_EXERCISE:_
Reproduce the entries in full, with no changes.

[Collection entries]

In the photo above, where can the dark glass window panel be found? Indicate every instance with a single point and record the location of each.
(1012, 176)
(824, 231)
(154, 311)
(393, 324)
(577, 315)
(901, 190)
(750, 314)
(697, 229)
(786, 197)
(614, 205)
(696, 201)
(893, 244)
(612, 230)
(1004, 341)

_WRITTEN SOLUTION:_
In the photo above, where can the dark glass window panel be found? Indicate every instance with a single point and record the location of each.
(1012, 176)
(824, 231)
(154, 311)
(393, 324)
(577, 315)
(901, 190)
(750, 314)
(697, 229)
(786, 197)
(614, 205)
(696, 201)
(893, 244)
(612, 230)
(1004, 341)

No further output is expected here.